▶ Problems and tasks
A. Reproduce, word for word, the stretch of the article on anti-Semitism from "Since the crucifixion" through "seems go away.".
B. According to the article on anti-Semitism, why did Pontius Pilate approve the crucifixion of Jesus even though he found no fault in him?
C. Carry the article on anti-Semitism forward from the last sentence shown.

▶ Excerpt provided
Monday 20 March 2017



  
Why is anti-Semitism on the rise?                                                   

What is anti-Semitism?  It is hostility, prejudice, or discrimination against Jews per se. A person who holds such an attitude towards Jews is called an anti-semite. Anti-Semitism is generally considered to be a form of racism. It appears to have stemmed from the time when Jesus Christ was crucified. Many Christians are prone to blaming the Jews for Jesus’ crucifixion. It was the Romans who crucified Jesus albeit at the prompting of the Hebrew religious leaders in Jerusalem. The most known of the religious leaders were the Pharisees. They were a religious political party. The word “Pharisee” literally means “Separatist.” It was the name given to them by their opponents because of their “holier than thou” haughty attitude towards others. Their supreme aim was to strictly follow both the current written and oral laws. 

 Pontius Pilate was the fifth prefect of the Roman province of Judaea from AD 26–36. He served under Emperor Tiberius, and is best known today for the trial and crucifixion of Jesus. He actually didn`t find fault against Jesus but when the Pharisees threatened Pontius Pilate that they would tell Tiberius that he approved of Jesus being the real leader of the world, Pontius Pilate gave his approval that Jesus was to be crucified.

Since the crucifixion of Jesus, Jews have been blamed for his death and as such, they have been tormented ever since. They have learned to bear the pain but what really annoys them is the itch of anti-Semitism that constantly plagues them—an itch that no matter how much scratching they do, it never seems go away.   

It is ironic when you think about it. Adolf Hitler was truly one of the worst human monsters who ever lived in history. He slaughtered millions of innocent persons of many races and creeds and all for the promotion of his concept of the Aryan race. We correctly blamed the German leaders after the Second world War for their atrocities they committed, and yet, nowadays, we think of the children of those Germans as decent enterprising human beings—and rightly so.  

Why then has anti-Semitism been so pervasive in so many countries, in so many time periods and for so many reasons?

(Location identification entries)
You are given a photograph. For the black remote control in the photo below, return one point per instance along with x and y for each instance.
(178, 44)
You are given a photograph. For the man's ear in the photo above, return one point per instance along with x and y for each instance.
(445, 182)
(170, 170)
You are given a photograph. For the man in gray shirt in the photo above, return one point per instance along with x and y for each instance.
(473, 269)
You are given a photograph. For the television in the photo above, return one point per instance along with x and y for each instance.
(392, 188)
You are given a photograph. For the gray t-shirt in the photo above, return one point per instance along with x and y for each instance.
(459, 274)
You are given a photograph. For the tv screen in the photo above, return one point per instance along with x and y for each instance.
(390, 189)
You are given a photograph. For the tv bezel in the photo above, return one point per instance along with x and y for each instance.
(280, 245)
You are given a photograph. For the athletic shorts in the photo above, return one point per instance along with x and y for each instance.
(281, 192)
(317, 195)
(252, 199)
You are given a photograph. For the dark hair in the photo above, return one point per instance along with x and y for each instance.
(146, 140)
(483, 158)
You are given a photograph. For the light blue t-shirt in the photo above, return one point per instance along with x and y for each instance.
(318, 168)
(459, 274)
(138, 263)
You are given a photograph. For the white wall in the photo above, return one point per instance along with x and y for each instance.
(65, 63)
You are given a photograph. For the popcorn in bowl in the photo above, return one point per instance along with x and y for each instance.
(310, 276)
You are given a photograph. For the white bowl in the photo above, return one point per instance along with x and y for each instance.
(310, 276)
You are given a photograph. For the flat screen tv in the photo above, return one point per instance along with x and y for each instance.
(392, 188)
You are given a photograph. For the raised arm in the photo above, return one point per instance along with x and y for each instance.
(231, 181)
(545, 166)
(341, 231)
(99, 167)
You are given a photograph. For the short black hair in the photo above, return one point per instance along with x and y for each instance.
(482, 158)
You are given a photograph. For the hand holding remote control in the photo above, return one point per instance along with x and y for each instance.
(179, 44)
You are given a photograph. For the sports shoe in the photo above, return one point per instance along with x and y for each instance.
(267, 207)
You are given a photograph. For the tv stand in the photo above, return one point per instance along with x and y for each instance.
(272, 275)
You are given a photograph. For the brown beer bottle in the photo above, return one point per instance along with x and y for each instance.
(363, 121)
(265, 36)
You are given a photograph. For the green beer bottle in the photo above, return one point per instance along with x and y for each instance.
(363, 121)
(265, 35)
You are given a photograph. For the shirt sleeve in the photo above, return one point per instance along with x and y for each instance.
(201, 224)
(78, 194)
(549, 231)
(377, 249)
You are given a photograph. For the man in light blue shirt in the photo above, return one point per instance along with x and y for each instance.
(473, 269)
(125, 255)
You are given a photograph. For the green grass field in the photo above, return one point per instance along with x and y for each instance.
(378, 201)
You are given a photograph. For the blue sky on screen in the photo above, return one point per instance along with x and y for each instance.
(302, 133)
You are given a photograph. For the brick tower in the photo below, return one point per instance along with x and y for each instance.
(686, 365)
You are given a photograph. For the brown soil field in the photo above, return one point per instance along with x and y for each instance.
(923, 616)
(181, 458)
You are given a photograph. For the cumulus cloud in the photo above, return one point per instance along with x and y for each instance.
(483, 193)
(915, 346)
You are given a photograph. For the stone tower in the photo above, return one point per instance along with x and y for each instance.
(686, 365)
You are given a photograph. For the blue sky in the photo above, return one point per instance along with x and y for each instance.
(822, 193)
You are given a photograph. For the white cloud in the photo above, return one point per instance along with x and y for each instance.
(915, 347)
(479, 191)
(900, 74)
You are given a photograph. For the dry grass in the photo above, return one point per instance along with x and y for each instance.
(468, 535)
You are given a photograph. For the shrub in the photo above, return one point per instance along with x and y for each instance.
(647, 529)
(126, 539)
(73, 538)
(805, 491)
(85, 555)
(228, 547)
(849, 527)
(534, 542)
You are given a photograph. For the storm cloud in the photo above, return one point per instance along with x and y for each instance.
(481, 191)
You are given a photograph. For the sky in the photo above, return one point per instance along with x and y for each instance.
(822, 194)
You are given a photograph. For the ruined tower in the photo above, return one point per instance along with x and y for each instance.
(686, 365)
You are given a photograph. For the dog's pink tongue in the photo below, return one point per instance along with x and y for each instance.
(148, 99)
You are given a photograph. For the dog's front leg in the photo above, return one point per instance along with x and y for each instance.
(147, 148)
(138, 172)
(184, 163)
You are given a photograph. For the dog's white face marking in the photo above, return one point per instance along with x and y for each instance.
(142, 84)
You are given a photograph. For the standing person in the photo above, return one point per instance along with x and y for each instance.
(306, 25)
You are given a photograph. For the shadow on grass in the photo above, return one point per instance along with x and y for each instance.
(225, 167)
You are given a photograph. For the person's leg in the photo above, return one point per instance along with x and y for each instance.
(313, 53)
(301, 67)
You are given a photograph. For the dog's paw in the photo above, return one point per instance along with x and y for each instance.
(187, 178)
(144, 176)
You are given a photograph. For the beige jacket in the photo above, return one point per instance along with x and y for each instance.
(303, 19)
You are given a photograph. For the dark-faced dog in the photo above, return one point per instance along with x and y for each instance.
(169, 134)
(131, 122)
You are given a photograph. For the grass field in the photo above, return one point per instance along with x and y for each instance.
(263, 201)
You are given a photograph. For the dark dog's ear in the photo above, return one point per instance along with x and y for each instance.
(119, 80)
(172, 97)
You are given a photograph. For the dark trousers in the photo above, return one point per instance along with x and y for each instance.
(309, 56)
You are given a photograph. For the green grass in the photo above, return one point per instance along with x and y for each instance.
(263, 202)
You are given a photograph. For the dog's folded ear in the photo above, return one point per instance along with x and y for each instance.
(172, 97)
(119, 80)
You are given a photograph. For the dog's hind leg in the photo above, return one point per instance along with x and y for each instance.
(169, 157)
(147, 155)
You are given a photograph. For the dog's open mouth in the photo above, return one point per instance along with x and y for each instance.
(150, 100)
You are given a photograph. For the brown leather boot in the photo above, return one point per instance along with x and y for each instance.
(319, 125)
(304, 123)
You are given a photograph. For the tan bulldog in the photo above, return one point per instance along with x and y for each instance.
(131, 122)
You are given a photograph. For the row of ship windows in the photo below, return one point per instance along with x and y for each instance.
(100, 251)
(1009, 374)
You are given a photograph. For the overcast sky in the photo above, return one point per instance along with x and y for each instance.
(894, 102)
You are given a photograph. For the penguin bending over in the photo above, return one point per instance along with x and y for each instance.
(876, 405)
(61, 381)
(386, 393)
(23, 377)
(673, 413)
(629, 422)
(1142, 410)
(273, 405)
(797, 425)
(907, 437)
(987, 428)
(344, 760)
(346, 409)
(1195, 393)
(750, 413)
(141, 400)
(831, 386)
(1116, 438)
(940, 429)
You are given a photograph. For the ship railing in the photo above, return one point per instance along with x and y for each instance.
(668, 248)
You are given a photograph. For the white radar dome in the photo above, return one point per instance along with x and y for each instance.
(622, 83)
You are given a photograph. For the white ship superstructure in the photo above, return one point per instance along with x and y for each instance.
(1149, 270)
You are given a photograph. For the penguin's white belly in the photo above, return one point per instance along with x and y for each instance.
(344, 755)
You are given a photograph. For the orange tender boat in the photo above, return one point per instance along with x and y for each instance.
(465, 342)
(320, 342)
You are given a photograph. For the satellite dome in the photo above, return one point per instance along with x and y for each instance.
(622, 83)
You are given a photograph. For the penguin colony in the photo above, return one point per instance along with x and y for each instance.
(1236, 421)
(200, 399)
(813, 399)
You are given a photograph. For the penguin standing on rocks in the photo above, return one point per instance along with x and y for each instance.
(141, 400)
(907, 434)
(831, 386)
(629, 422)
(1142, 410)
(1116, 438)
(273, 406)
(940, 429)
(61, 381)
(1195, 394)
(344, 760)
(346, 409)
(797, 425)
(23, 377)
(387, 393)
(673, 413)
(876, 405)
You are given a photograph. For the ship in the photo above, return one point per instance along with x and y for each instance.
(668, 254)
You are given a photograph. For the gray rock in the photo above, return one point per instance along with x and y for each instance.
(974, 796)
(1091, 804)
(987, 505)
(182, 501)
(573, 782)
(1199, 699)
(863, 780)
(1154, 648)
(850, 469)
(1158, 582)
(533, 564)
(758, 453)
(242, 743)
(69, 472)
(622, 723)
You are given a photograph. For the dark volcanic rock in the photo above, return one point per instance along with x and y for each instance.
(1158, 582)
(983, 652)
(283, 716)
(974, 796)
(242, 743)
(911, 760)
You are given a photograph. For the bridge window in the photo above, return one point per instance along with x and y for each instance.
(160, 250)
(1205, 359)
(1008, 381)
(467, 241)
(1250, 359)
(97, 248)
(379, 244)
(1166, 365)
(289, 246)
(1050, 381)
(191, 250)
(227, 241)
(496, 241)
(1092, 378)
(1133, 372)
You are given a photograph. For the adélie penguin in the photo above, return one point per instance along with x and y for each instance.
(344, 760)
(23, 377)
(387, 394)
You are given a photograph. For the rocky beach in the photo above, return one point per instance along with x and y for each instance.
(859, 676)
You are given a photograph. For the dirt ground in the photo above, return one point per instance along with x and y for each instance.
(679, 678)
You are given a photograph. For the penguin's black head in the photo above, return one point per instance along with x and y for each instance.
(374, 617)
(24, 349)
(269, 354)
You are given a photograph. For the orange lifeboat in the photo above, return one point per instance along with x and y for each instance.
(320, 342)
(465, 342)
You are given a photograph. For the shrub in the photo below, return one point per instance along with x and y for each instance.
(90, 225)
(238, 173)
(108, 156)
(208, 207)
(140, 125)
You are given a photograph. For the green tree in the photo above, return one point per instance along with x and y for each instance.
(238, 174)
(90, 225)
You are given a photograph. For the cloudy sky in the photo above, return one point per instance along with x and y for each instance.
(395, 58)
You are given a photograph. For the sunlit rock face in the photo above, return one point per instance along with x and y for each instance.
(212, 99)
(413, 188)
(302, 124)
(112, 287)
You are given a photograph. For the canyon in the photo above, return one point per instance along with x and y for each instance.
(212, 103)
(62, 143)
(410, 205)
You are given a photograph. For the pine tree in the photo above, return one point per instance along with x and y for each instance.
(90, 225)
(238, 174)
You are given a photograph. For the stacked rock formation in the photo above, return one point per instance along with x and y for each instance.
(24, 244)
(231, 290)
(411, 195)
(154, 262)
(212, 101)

▶ Final answers
A.
Since the crucifixion of Jesus, Jews have been blamed for his death and as such, they have been tormented ever since. They have learned to bear the pain but what really annoys them is the itch of anti-Semitism that constantly plagues them—an itch that no matter how much scratching they do, it never seems go away.

B. Pilate gave his approval because the Pharisees threatened to tell Emperor Tiberius that Pilate approved of Jesus being the real leader of the world.

C.
Between the years 250 BC and 1948 AD - a period of 1,700 years—Jews have experienced more than eighty expulsions from various countries in Europe which come to an average of nearly one expulsion every twenty-one years. Jews were expelled from England, France, Austria, Germany, Lithuania, Spain, Portugal, Bohemia, Moravia and seventy-one other countries. Even just before the Second World War began, Jews fleeing Hitler’s Germany were turned away from Canada and the United States. To Canada`s shame, between the years 1930 and 1939, Canada rejected almost all Jewish refugees from Nazi Europe, taking in only 4,000 of the 800,000 Jews looking for refuge. They had to return to Germany where a great many of them were later gassed in the German gas chambers.

I remember one day in 1953 when I wanted to spend a night in a large hotel in Canada, The clerk at the front desk asked me the following question. “Are you a follower of the Jewish faith?” If I told him that I was (which I wasn’t) he would not have rented ne a room.  

Historians have classified six explanations as to why some people hate the Jews:
1.     Economic—"We hate Jews because they possess too much wealth and power."
2.    Chosen People—"We hate Jews because they arrogantly claim that they are the chosen people."
3.    Scapegoat—"Jews are a convenient group to single out and blame for our troubles."
4.    Blame—"We hate Jews because they killed Jesus."
5.    Outsiders—“We hate Jews because they are different than us." (The dislike of the unlike.)
6.    Racial Theory—"We hate Jews because they are an inferior race."

However in my opinion, Jews should not brag that they are the chosen race. That is because no race is the chosen race.   

 Are these exclamations listed above justification for anti-Semitism or excuses for anti-Semitism? If we look more carefully into these so-called explanations, there is no justification at all for these exclamations and that being as it is, then anti-Semitism should no longer exist. If we can accept a contradiction to the explanations, it will demonstrate that the explanations are not valid reasons, they are just a weak excuse to be anti-Semitic. Let's look at some contradictions in the excuses for these explanations.

1. Economic—The Jews of 17th- 20th century Poland and Russia were dirt poor, had no influence and yet they were hated. 

2. Chosen People—In the late 19th century, the Jews of Germany denied "Choseness." And then they worked on assimilation. Yet, the holocaust started there. Actually, many Christians and Moslems profess to being the "Chosen people," yet, the world and the anti-Semites tolerate them. 

2. Scapegoat—Any group must already be hated to be an effective scapegoat. The Scapegoat Theory does not then cause anti-Semitism. Rather, anti-Semitism is what makes the Jews a convenient scapegoat target. Hitler's ranting and ravings would not be taken seriously if he said, "It's the bicycle riders and the midgets who are destroying our society." He chose the Jews because many people in Germany hated the Jews.

4. Blame—the Christian Bible says the Romans killed Jesus, though Jews are mentioned as accomplices (claims that Jews killed Jesus came several hundred years later). How come the accomplices are persecuted and there isn't an anti-Roman movement through history? b) Jesus himself said, "Forgive them [i.e., the Jews], for they know not what they do." The Second Vatican Council in 1963 officially exonerated the Jews as the killers of Jesus. Neither statement of Christian belief lessened anti-Semitism.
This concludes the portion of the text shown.